#### PROBLEM TO WORK ON:
Print all entries precisely as they are written.
------------------------
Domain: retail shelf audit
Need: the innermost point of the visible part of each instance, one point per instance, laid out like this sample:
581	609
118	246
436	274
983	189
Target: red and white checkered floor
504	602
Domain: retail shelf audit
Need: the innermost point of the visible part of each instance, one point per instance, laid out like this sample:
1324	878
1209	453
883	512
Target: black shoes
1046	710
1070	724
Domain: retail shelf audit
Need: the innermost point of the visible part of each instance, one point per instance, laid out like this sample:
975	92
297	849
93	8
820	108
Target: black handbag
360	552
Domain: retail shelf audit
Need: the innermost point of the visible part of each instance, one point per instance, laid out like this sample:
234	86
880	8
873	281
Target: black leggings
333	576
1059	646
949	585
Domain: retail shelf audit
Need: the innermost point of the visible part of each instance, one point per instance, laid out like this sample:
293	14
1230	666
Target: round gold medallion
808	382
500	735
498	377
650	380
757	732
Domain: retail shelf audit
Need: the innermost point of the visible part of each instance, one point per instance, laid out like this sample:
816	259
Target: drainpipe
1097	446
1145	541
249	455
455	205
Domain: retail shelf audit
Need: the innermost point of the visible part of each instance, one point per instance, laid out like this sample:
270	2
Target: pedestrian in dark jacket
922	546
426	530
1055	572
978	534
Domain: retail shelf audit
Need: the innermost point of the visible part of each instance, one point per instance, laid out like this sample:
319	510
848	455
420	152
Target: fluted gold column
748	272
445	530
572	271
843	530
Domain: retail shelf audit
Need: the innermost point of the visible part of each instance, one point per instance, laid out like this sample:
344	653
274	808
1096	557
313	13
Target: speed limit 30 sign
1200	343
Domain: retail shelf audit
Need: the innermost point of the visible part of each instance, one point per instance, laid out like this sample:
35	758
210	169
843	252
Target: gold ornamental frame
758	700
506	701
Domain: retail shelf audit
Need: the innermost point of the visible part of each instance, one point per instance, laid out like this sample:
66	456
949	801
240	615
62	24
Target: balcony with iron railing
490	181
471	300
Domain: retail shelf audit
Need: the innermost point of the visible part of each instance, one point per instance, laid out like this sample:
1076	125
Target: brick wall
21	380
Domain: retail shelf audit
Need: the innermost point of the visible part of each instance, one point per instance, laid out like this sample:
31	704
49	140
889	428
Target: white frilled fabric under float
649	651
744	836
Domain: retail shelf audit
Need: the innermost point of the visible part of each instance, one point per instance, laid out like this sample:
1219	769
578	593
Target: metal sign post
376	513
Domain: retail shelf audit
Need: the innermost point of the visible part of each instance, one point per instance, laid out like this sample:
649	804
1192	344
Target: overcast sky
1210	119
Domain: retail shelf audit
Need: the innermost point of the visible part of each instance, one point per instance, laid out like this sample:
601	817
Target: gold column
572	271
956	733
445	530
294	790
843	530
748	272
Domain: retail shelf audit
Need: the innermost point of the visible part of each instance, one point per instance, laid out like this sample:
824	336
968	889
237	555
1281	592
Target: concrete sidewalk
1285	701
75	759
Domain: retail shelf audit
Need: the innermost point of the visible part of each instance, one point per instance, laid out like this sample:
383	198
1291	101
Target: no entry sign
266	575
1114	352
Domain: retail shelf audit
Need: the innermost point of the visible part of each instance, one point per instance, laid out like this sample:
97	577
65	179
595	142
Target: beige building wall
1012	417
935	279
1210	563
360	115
------------------------
#### RESULT:
Domain: retail shelf audit
Need: the innermost point of the visible part of each instance, one point per instance, laid out like this sample:
581	609
118	246
436	274
983	189
Target: red and white checkered floor
504	602
Domain: retail shelf audit
Need: the innermost point of the visible part of each instance, one point per instance, laid out like this sample:
1324	878
1209	453
883	512
Target: black shoes
1046	710
1070	724
Domain: retail shelf audit
Need: the innermost point of the visible part of each instance, one point per instance, laid out like this sample:
975	92
297	849
93	8
820	108
Target: black handbag
360	552
Domain: retail shelf audit
Need: the innermost point of the visible part of each instance, one point per instance, laid out like this sample:
234	86
880	8
873	281
Target: black leggings
333	576
1059	646
949	585
Domain: retail shelf audit
Need: the innermost point of the visible part of each instance, one point per instance, laid out like this sample:
293	14
1230	666
Target: round gold medallion
808	382
500	735
498	377
650	380
757	732
Domain: retail shelf audit
Need: the innermost point of the visible part of each instance, one point per instance, laid out like this sample:
816	259
Target: drainpipe
1097	446
1145	541
249	455
455	205
Domain: retail shelf audit
Need: the innermost point of the visible part of each instance, one point per instance, laid out like this sample:
270	2
Target: pedestrian in dark jacket
922	546
426	530
1055	572
978	534
Domain: retail shelf audit
Need: the innermost point of the visible part of each instance, one point per instance, laid out like this sample:
319	510
848	455
420	152
Target: fluted gold column
748	272
445	530
572	271
843	530
Domain: retail shelf audit
Need: the innermost point of the visible part of each instance, one point per instance, laid out like this sample:
344	653
274	808
1096	557
313	13
Target: speed limit 30 sign
1200	343
Domain: retail shelf audit
Need: the innermost point of the visible part of each instance, one point per instance, laid out like this sample:
35	758
210	169
843	252
Target: gold ornamental frame
758	700
506	701
Domain: retail shelf audit
Need: the innermost point of the visible part of each instance, one point per instance, laid out like this sample:
66	456
949	801
240	615
62	24
Target: balcony with iron railing
490	181
471	300
Domain: retail shelf audit
Need: the innermost point of the visible part of each instance, one point per instance, laid out like this sample:
1076	125
Target: brick wall
21	380
Domain: retail shelf audit
Need: the innermost point of the visible part of each instance, one point per instance, laid out like this sample:
31	704
49	140
889	428
Target: white frilled fabric under float
649	651
744	836
Domain: retail shelf audit
Need: the innermost point of the visible part of each instance, one point per instance, laid out like this sample:
1219	769
578	593
Target: metal sign post
376	513
Domain: retail shelf audit
Need: the innermost point of the visible part of each instance, one point per instance, laid out like this sample:
649	804
1192	344
Target: overcast sky
1210	119
Domain: retail shelf audit
Need: the innermost point of the visible part of each instance, one point per instance, laid out like this sample:
601	817
Target: gold column
572	271
956	733
445	530
294	790
843	530
748	272
Domain: retail shelf audit
Need: the innermost point of the visible part of each instance, one point per instance, laid out like this sample:
824	336
968	889
237	555
1281	592
Target: concrete sidewalk
1285	701
75	759
Domain: retail shelf audit
Need: the innermost point of the visible part of each instance, one point per instance, laid out like this sample:
383	198
1291	101
Target: no entry sign
266	575
1114	352
Domain: retail shelf audit
Need: the innermost point of the visible part of each instance, one point per instance, laid out like this sample:
97	577
65	179
595	142
Target: beige building wall
1012	417
935	279
1210	563
360	115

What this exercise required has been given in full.